## 本文抜粋
━━━━━━━━

最近は、自分の生業でもある組織開発を批判的に検証する、ということをおこなっている。社会人になって以降、ずっとこの界隈にいるので、組織開発を批判するということは自身のアイデンティティを批判するということと同義であり、つらい作業である。

とはいえ、批判的の組織開発を再検討することは以下のような理由で求められている。現場のプロフィットセンターで十数人をマネジメントする立場からすれば、組織開発はおおくの課題を抱えていると思えるからだ。

たとえば、組織開発は中長期的で、持続的な実践が必要な取り組みであり、投入したコストに見合う成果があがったのか効果測定が難しいという側面がある。短期的な成果をいかに出すかを求められる現場のマネジメントからすれば、致命的な弱点である。ぼくは以前、この弱点を認めつつ組織開発は信念のプロジェクトであると言った。

個人や組織の可能性の最大化のための実践を地道に信念をもって継続することが大事である、という主旨だ。とはいえ、現場のマネジメントは手持ちのリソースをどのタスクに振り分けるかを、刻一刻と変化する現場のなかで采配しているのであり、地道に実践すること自体の難易度が高いように思える。そういう意味で、ぼくの信念は薄れつつある。

━━━━━━━━

## データ抜粋

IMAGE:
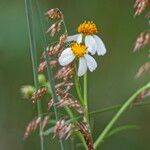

━━━━━━━━

## 演習の課題
(1) 組織開発の本文のうち、「たとえば、組織開発は中長期的」から「プロジェクトであると言った。」までをすべて、「効果測定」を「成果の検証」に入れ替えて書き出してもらえますか？
(2) 組織開発を批判的に見直す本文を、最後の文のあとから書き継いでもらえますか？

## 模範解答
(1)
たとえば、組織開発は中長期的で、持続的な実践が必要な取り組みであり、投入したコストに見合う成果があがったのか成果の検証が難しいという側面がある。短期的な成果をいかに出すかを求められる現場のマネジメントからすれば、致命的な弱点である。ぼくは以前、この弱点を認めつつ組織開発は信念のプロジェクトであると言った。

(2)
そして、組織開発は往々にして人事や外部のコンサルタントによって進められることがおおく、その理論やべき論のほとんどが、現場の実態を無視した理想論に偏っているように思える。時間があればいくらでも実践できるが、その時間をどう捻出するのか、プロフィット創出のための時間とのバランスについて、人事や外部のコンサルタントは教えてくれない(ぼくは組織開発の実装論が必要だと考えているが、それについてはまた別の記事に書くことにする)。

組織開発の主体者は、人事や外部のコンサルタントではなく、現場で働く人々である。複雑化する組織において、もう少しは組織開発待望論がでていいはずだが、その声は少ない。組織開発は現場に資することができているのか。ぼくたちは考え続けねばならない。

最後に。こうした批判記事を書くと、シラけた態度を取られたり、敵認定され関係性を切られてしまうことが増えているように思う。特にSNSでは。とはいえ、ぼく自身が組織開発を生業にし、日々のマネジメント活動において組織開発をしている人間である。この記事における問題意識は、組織開発の発展を目指している。ぼくの真意はここにある。

組織開発の批判的再検討をともにおこなう仲間が増えることを願っている。